- [What the exercise asks]:
Extract exactly the range of lines bounded by the line containing "Thanks for the photo. Could you please mark the lizard toe" and the final line of the listing, both ends included, and no other lines.

═════ Supplied entries

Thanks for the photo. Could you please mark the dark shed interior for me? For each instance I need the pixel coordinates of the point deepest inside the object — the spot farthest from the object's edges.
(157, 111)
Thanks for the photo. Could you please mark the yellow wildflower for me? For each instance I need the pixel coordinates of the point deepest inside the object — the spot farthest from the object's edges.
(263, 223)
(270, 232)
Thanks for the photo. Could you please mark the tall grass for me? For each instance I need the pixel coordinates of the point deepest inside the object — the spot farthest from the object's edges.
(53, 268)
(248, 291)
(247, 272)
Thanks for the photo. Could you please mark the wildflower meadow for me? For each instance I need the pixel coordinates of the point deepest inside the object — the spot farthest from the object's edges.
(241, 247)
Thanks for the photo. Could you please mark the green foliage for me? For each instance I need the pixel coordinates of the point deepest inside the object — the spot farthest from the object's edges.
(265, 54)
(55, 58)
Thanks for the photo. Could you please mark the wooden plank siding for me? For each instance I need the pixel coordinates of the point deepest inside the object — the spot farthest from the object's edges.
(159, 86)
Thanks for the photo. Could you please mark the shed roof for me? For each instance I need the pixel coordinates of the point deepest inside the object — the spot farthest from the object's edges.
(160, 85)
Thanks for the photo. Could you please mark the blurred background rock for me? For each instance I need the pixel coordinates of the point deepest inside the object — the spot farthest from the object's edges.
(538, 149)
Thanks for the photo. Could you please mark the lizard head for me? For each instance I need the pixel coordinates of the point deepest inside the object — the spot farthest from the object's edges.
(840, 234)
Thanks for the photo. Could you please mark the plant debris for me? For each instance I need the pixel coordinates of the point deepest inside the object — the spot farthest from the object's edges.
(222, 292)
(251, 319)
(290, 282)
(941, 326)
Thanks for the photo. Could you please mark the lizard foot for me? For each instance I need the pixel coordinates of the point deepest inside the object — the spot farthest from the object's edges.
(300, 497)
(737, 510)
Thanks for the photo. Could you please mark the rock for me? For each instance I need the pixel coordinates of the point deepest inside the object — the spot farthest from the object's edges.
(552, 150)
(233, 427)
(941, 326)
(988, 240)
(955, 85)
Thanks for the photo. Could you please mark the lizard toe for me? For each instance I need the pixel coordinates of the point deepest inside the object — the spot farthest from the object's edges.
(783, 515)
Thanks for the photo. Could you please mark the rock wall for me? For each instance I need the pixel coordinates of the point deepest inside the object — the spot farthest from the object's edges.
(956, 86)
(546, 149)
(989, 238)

══════════

- [Output]:
Thanks for the photo. Could you please mark the lizard toe for me? For each instance I need the pixel coordinates of the point deepest inside the object — the spot farthest from the object's edges.
(783, 515)
Thanks for the photo. Could you please mark the rock wall for me? For each instance I need the pixel coordinates of the point deepest inside the object — the spot farthest from the object's edges.
(956, 86)
(546, 149)
(989, 238)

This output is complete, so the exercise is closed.